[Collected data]
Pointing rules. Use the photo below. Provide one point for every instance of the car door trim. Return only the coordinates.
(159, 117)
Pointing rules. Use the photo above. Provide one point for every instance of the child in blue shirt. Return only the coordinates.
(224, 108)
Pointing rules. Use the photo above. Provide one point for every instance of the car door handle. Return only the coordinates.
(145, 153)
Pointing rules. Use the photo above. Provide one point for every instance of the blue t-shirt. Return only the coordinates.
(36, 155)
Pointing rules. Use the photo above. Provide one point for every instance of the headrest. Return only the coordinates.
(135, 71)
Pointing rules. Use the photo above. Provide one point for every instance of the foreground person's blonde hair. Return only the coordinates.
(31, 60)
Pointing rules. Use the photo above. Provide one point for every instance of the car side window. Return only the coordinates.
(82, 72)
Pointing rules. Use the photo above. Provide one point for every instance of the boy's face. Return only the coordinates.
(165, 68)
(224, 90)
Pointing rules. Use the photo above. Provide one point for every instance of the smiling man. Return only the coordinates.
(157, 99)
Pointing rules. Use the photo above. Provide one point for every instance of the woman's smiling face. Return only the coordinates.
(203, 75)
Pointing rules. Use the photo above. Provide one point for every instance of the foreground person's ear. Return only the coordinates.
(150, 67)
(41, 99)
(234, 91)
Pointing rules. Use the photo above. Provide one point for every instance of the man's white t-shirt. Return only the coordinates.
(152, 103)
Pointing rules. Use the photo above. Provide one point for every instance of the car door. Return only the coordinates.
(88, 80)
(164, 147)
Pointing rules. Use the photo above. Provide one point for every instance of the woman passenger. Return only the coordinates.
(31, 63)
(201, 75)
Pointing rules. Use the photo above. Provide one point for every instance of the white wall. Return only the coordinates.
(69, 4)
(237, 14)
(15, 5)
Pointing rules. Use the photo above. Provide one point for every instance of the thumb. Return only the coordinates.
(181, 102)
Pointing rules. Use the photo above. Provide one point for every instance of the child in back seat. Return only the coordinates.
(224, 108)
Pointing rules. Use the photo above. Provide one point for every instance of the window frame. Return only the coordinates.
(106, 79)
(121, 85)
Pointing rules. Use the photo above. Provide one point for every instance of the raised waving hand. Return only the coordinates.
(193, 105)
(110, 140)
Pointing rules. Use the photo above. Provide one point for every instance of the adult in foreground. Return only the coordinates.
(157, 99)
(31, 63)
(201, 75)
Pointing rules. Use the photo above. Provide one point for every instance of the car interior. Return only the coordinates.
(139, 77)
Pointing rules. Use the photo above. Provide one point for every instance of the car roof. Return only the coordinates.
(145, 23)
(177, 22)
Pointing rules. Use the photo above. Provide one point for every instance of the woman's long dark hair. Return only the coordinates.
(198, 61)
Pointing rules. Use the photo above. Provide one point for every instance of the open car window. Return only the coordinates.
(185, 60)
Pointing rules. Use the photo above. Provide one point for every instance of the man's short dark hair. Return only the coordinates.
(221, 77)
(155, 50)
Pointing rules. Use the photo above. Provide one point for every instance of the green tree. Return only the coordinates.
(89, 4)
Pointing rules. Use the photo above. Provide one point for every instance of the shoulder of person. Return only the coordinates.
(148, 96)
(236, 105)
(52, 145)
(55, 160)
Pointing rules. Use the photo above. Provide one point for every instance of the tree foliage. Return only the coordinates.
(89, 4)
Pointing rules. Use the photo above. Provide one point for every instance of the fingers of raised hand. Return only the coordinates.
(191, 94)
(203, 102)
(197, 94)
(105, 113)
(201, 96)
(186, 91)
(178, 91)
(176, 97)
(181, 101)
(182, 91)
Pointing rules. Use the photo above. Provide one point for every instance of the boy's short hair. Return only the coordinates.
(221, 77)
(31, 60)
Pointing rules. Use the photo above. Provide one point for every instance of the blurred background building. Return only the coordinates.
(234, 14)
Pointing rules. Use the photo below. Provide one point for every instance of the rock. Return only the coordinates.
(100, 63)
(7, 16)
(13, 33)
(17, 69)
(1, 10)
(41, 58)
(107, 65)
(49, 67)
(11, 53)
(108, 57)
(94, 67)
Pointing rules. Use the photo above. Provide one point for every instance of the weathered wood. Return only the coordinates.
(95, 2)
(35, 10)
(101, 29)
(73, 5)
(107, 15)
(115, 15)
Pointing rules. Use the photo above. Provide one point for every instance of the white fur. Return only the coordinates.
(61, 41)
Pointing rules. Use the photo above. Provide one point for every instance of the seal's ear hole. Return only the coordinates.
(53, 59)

**PROMPT**
A word-for-word restatement of the data above is required.

**TASK SOLUTION**
Pointing rules. Use the photo below. Provide one point for every instance of the car door trim. Return only the coordinates.
(159, 117)
Pointing rules. Use the photo above. Provide one point for every instance of the child in blue shirt. Return only the coordinates.
(224, 108)
Pointing rules. Use the photo above. Provide one point for every instance of the car door handle. Return only the coordinates.
(145, 153)
Pointing rules. Use the photo above. Provide one point for every instance of the blue t-shirt. Return only the coordinates.
(36, 155)
Pointing rules. Use the photo above. Provide one point for every instance of the headrest. Return only the coordinates.
(135, 71)
Pointing rules. Use the photo above. Provide one point for every instance of the foreground person's blonde hair. Return only the coordinates.
(31, 60)
Pointing rules. Use the photo above. Provide one point for every instance of the car side window. Return only the coordinates.
(82, 72)
Pointing rules. Use the photo above. Provide one point for every instance of the boy's face. Return only the coordinates.
(165, 68)
(224, 90)
Pointing rules. Use the photo above. Provide one point for every instance of the smiling man. Return only the coordinates.
(157, 99)
Pointing rules. Use the photo above. Provide one point for every instance of the woman's smiling face. Return only the coordinates.
(203, 75)
Pointing rules. Use the photo above. Provide one point for every instance of the foreground person's ear. Return only the coordinates.
(150, 67)
(41, 99)
(234, 91)
Pointing rules. Use the photo above. Provide one point for every instance of the man's white t-shirt. Return only the coordinates.
(152, 103)
Pointing rules. Use the photo above. Provide one point for every instance of the car door. Return only the coordinates.
(88, 80)
(164, 147)
Pointing rules. Use the photo above. Provide one point for every instance of the woman passenger. Return only the coordinates.
(31, 63)
(201, 75)
Pointing rules. Use the photo above. Provide one point for every instance of the white wall. Return only the coordinates.
(69, 4)
(237, 14)
(15, 5)
Pointing rules. Use the photo above. Provide one point for every instance of the thumb. Return only the coordinates.
(181, 102)
Pointing rules. Use the photo above. Provide one point for every instance of the child in back seat. Return only the coordinates.
(224, 108)
Pointing rules. Use the photo above. Provide one point for every instance of the window frame. Return only the coordinates.
(106, 79)
(121, 85)
Pointing rules. Use the photo above. Provide one point for every instance of the raised waving hand. Return only the coordinates.
(193, 105)
(110, 140)
Pointing rules. Use the photo above. Provide one point for every instance of the adult in foreground. Return only the coordinates.
(157, 99)
(31, 63)
(201, 75)
Pointing rules. Use the photo above. Provide one point for every instance of the car interior. Return only the coordinates.
(139, 77)
Pointing rules. Use the photo above. Provide one point for every instance of the car roof. Return only the coordinates.
(145, 23)
(177, 22)
Pointing rules. Use the photo above. Provide one point for every instance of the woman's long dark hair. Return only the coordinates.
(198, 61)
Pointing rules. Use the photo above. Provide one point for every instance of the open car window. Return only the coordinates.
(185, 60)
Pointing rules. Use the photo above. Provide one point for every instance of the man's short dark hair. Return only the coordinates.
(221, 77)
(155, 50)
Pointing rules. Use the photo above. Provide one point for every instance of the green tree. Return only the coordinates.
(89, 4)
Pointing rules. Use the photo above. Provide one point for every instance of the shoulder of person. Return only the coordinates.
(148, 96)
(236, 105)
(52, 145)
(55, 160)
Pointing rules. Use the photo above. Provide one point for every instance of the tree foliage. Return only the coordinates.
(89, 4)
Pointing rules. Use the photo above. Provide one point for every instance of the fingers of raised hand. Return only the coordinates.
(191, 94)
(203, 102)
(197, 94)
(105, 113)
(201, 96)
(186, 91)
(178, 91)
(176, 97)
(181, 101)
(182, 91)
Pointing rules. Use the photo above. Provide one point for every instance of the boy's short hair. Return only the coordinates.
(221, 77)
(31, 60)
Pointing rules. Use the photo above. Provide one point for every instance of the blurred background building. Return only the coordinates.
(234, 14)
Pointing rules. Use the photo below. Provide one point for every instance of the rock. Return only the coordinates.
(100, 63)
(7, 16)
(13, 33)
(17, 69)
(1, 10)
(41, 58)
(107, 65)
(49, 67)
(11, 53)
(108, 57)
(94, 67)
Pointing rules. Use the photo above. Provide one point for every instance of the weathered wood. Return only the coordinates.
(95, 2)
(35, 10)
(101, 29)
(73, 5)
(107, 15)
(115, 15)
Pointing rules. Use the photo above. Provide one point for every instance of the white fur. Return only the coordinates.
(61, 41)
Pointing rules. Use the photo above. Provide one point for every instance of the seal's ear hole. Return only the coordinates.
(53, 59)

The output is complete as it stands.